## ENTRIES PROVIDED
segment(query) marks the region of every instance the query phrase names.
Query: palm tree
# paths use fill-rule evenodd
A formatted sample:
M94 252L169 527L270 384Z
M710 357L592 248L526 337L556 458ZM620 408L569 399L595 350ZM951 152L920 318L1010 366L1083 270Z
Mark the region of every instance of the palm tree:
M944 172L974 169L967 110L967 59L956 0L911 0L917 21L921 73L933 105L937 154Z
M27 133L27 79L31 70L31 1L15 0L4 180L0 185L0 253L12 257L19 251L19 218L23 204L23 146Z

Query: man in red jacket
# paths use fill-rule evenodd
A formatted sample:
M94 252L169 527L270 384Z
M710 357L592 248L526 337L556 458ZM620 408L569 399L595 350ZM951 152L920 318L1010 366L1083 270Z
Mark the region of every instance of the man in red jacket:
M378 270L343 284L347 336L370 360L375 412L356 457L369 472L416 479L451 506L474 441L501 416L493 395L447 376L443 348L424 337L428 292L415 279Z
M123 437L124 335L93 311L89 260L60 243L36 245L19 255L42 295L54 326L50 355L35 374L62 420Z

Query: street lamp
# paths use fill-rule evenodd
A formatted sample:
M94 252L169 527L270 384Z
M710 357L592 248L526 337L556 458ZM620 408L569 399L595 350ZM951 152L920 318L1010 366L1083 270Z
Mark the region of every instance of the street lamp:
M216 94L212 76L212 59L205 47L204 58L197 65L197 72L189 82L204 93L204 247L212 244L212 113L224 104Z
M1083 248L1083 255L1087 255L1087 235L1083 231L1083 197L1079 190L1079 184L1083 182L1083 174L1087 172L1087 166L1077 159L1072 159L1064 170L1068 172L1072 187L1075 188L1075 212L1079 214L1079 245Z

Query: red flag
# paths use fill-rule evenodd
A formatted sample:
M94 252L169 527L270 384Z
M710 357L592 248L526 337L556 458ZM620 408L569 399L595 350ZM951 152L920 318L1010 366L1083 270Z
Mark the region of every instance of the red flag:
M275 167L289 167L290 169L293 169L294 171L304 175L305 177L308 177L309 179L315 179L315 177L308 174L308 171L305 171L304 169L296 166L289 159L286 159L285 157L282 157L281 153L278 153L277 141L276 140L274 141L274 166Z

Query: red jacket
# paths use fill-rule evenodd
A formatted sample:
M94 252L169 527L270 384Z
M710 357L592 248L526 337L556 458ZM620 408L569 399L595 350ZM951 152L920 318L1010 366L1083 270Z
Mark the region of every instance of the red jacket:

## TASK TO CARRY OUT
Would you please write the entries out again in full, exactly as given?

## RESULT FOR THIS EXERCISE
segment(query) marks the region of every instance the query phrase names.
Query: palm tree
# paths use fill-rule evenodd
A formatted sample:
M94 252L169 527L270 384Z
M710 357L592 248L526 337L556 458ZM620 408L569 399L595 350ZM951 152L920 318L1010 366L1083 270Z
Mark the region of every instance of the palm tree:
M944 172L974 169L967 110L967 59L956 0L911 0L917 21L921 73L933 105L937 154Z
M27 133L27 79L31 70L31 1L15 0L4 180L0 185L0 253L12 257L19 251L19 218L23 204L23 146Z

Query: man in red jacket
# paths use fill-rule evenodd
A formatted sample:
M94 252L169 527L270 384Z
M710 357L592 248L526 337L556 458ZM620 408L569 399L595 350ZM951 152L920 318L1010 366L1083 270Z
Mark the region of every instance of the man in red jacket:
M378 270L343 284L347 336L370 360L375 412L356 457L369 472L416 479L451 506L474 441L501 416L493 395L447 376L443 348L424 337L428 292L415 279Z
M123 437L124 335L93 311L89 260L60 243L36 245L19 255L42 295L54 326L50 355L35 374L62 420Z

Query: street lamp
# paths use fill-rule evenodd
A formatted sample:
M94 252L169 527L270 384Z
M710 357L592 248L526 337L556 458ZM620 408L569 399L595 350ZM951 152L920 318L1010 366L1083 270Z
Mark the region of every instance of the street lamp:
M216 94L212 76L212 59L205 47L204 58L197 65L197 72L189 82L204 93L204 247L212 244L212 113L224 104Z
M1083 248L1083 255L1087 255L1087 235L1083 231L1083 197L1079 190L1079 184L1083 182L1083 174L1087 172L1087 166L1077 159L1072 159L1064 170L1068 172L1072 187L1075 188L1075 212L1079 214L1079 245Z

Query: red flag
# paths use fill-rule evenodd
A formatted sample:
M94 252L169 527L270 384Z
M710 357L592 248L526 337L556 458ZM620 408L569 399L595 350ZM951 152L920 318L1010 366L1083 270Z
Mark the region of every instance of the red flag:
M275 167L289 167L290 169L293 169L294 171L304 175L305 177L308 177L309 179L315 179L315 177L308 174L308 171L305 171L304 169L296 166L289 159L286 159L285 157L282 157L281 153L278 153L277 141L276 140L274 141L274 166Z

Query: red jacket
# paths use fill-rule evenodd
A formatted sample:
M94 252L169 527L270 384Z
M710 357L592 248L526 337L556 458ZM620 408L569 399L595 350ZM951 152L920 318L1010 366L1083 270Z
Mark the region of every instance of the red jacket:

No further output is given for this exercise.